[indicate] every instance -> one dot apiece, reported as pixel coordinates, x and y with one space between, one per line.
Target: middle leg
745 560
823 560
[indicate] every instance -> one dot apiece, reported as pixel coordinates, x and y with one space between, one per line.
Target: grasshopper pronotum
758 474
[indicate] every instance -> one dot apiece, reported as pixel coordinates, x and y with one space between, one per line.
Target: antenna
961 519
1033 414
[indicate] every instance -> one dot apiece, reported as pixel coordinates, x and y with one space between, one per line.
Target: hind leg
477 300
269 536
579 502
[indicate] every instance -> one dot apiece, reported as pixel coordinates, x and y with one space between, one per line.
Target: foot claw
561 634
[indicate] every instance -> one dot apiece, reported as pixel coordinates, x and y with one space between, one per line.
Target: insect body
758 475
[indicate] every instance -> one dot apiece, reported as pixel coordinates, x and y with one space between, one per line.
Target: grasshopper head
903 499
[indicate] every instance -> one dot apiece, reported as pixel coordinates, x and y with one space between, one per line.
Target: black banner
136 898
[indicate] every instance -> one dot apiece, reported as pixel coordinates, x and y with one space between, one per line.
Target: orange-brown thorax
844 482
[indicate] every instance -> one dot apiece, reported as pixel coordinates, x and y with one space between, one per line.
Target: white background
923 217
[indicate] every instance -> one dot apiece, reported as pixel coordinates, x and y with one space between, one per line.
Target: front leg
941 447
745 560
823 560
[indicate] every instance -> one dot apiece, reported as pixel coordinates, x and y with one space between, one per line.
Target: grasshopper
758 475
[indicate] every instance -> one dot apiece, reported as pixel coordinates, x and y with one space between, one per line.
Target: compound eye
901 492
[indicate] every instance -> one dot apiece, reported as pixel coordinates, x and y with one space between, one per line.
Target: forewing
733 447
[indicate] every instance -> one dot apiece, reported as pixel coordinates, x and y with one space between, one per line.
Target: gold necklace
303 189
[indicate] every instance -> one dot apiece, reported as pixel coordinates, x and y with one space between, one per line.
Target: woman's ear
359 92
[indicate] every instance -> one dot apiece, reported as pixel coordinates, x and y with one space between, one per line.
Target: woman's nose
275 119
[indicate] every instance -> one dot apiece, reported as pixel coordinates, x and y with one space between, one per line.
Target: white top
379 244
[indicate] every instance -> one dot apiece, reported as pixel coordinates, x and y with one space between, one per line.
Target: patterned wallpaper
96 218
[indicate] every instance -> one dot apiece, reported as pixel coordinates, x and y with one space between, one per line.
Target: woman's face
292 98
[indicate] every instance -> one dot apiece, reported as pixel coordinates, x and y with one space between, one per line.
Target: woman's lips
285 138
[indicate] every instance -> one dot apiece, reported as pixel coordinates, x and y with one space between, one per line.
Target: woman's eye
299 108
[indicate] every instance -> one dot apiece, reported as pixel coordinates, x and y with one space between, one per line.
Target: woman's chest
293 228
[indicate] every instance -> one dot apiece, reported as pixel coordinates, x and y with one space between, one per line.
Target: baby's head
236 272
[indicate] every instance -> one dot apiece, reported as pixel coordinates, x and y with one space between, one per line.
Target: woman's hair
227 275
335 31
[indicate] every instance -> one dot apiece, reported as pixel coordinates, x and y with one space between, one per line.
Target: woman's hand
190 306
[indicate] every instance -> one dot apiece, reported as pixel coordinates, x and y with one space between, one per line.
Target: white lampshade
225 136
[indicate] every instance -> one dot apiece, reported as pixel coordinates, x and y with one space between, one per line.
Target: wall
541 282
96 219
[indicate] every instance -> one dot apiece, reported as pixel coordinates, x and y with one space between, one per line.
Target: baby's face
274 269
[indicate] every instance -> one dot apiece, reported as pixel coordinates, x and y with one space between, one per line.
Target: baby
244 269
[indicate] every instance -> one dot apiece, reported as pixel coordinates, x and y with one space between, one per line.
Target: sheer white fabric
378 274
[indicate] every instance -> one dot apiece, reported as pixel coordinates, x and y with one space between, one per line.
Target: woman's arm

━━━

-- WORK TO DO --
List each line of the material above that contains the word "head".

-- THE OUTPUT --
Target: grasshopper head
Target: baby's head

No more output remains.